Supplied records
>> begin

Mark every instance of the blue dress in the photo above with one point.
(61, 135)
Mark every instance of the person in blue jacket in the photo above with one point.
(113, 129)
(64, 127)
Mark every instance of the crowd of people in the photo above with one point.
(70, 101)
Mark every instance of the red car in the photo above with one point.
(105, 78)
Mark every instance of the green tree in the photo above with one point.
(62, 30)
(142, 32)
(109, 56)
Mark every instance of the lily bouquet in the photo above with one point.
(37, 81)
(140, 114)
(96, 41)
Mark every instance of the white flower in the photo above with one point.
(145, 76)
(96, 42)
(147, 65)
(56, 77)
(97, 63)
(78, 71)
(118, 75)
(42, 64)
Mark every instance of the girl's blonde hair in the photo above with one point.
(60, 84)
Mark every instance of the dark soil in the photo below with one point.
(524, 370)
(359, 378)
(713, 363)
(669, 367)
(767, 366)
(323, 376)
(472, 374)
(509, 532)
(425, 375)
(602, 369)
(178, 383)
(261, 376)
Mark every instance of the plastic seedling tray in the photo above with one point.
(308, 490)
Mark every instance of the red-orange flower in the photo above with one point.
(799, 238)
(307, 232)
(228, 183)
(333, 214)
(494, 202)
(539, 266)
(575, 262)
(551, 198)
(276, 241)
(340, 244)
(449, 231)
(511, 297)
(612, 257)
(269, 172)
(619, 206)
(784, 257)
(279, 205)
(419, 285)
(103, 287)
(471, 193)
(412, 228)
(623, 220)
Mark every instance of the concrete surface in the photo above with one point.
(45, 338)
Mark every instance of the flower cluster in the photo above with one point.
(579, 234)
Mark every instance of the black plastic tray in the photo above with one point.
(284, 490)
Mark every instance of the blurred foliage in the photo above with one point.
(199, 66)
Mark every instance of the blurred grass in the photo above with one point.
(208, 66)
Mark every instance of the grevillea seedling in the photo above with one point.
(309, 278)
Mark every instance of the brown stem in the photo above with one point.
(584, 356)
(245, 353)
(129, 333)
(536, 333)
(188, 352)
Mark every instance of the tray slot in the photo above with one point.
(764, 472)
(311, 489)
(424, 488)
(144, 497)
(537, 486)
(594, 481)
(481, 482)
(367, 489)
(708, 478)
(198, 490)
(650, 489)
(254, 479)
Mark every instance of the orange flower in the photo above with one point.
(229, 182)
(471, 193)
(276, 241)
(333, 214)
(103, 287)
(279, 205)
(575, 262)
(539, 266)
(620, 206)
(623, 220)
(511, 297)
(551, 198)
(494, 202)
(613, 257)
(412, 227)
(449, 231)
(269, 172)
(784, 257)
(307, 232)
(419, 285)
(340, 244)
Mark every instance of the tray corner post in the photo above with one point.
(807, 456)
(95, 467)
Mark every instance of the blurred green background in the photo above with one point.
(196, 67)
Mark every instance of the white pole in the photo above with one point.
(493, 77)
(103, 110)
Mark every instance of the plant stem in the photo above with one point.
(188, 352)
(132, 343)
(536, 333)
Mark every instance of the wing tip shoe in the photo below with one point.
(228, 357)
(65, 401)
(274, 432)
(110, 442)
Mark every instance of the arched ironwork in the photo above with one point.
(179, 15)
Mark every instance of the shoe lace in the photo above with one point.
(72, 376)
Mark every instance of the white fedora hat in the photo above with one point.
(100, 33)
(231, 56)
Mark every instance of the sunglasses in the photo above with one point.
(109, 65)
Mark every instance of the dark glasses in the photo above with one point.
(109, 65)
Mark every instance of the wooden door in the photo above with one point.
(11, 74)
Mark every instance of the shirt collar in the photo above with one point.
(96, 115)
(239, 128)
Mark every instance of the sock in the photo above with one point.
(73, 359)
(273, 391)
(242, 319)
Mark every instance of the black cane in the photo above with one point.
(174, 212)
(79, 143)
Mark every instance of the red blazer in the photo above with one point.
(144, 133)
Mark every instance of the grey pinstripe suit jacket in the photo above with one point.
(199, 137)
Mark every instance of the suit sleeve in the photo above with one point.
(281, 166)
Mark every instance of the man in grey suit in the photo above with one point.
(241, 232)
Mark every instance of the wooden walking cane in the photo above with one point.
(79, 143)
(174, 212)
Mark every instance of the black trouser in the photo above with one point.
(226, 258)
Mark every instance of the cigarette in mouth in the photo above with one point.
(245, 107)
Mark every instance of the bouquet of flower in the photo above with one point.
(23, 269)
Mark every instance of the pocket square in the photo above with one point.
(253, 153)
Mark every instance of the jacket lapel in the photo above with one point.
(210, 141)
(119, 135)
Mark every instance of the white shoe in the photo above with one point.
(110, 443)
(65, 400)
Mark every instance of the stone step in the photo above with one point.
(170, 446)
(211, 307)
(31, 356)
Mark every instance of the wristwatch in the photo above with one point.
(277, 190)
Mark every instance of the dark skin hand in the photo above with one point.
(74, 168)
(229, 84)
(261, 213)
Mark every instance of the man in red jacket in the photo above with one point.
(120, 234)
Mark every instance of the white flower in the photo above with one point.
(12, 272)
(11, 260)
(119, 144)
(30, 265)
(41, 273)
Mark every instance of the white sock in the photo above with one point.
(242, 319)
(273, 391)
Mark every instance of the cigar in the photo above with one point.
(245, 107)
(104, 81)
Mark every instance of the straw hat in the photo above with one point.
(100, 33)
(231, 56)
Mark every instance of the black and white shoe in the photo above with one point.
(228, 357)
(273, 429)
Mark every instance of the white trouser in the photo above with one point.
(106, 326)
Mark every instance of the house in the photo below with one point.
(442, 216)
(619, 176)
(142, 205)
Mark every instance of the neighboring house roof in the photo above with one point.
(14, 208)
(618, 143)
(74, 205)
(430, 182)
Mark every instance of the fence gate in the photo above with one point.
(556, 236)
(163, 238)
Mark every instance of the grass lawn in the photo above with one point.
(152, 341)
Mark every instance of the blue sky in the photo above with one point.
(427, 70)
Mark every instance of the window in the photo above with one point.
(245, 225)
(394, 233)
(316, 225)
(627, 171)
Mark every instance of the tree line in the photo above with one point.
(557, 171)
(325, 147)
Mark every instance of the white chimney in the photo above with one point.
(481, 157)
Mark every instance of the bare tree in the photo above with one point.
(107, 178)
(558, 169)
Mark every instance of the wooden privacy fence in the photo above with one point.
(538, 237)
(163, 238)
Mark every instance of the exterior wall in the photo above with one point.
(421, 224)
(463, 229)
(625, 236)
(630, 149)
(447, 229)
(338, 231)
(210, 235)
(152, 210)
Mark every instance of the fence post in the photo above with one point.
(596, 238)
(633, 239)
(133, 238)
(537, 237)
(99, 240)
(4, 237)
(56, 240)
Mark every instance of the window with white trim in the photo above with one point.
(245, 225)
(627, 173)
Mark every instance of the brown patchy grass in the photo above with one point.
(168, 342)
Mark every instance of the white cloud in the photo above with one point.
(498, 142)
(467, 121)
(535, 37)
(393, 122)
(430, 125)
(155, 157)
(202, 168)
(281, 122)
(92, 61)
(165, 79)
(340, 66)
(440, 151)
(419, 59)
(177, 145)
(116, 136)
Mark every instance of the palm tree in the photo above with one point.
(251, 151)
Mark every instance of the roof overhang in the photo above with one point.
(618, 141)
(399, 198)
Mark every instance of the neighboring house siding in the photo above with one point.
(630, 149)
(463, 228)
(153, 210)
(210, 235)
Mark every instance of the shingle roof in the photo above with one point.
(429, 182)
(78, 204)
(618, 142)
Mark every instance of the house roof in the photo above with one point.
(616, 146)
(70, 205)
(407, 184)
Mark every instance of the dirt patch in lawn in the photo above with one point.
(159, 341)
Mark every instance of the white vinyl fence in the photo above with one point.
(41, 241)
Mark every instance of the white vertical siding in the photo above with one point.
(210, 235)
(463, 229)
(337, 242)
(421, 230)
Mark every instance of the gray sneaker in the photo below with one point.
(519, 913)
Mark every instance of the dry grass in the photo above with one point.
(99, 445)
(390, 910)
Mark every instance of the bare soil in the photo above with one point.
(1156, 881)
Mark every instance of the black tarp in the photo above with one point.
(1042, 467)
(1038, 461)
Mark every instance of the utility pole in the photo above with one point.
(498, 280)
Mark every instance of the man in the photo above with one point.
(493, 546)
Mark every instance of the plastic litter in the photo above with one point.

>> end

Task description
Only the lines from the one holding "Mark every instance of the roof" through the end of the listing should be given again, exactly and with both ends included.

Result below
Mark every instance of the roof overhang in the photo above with one point.
(618, 141)
(399, 198)
Mark every instance of the neighboring house siding in the photo above with one point.
(630, 149)
(463, 228)
(153, 210)
(210, 235)
Mark every instance of the shingle roof in the photo above with one point.
(429, 182)
(78, 204)
(618, 142)
Mark every instance of the house roof in the photo above with one point.
(616, 146)
(70, 205)
(407, 184)
Mark every instance of the dirt patch in lawn in the photo above with one point.
(159, 341)
Mark every instance of the white vinyl fence in the photo above with one point.
(41, 241)
Mark every instance of the white vertical siding in the photo above with one point.
(210, 235)
(463, 229)
(337, 242)
(421, 230)
Mark every instance of the gray sneaker in the photo below with one point.
(519, 913)
Mark every instance of the dry grass in the photo above with one point.
(99, 445)
(390, 910)
Mark every instance of the bare soil in the photo above with one point.
(1156, 881)
Mark every instance of the black tarp in the photo above with one point.
(1042, 467)
(1038, 461)
Mark every instance of the utility pole in the photo above with one point.
(498, 280)
Mark every instance of the man in the photo above with one point.
(493, 546)
Mark every instance of the plastic litter in the photo above with one point.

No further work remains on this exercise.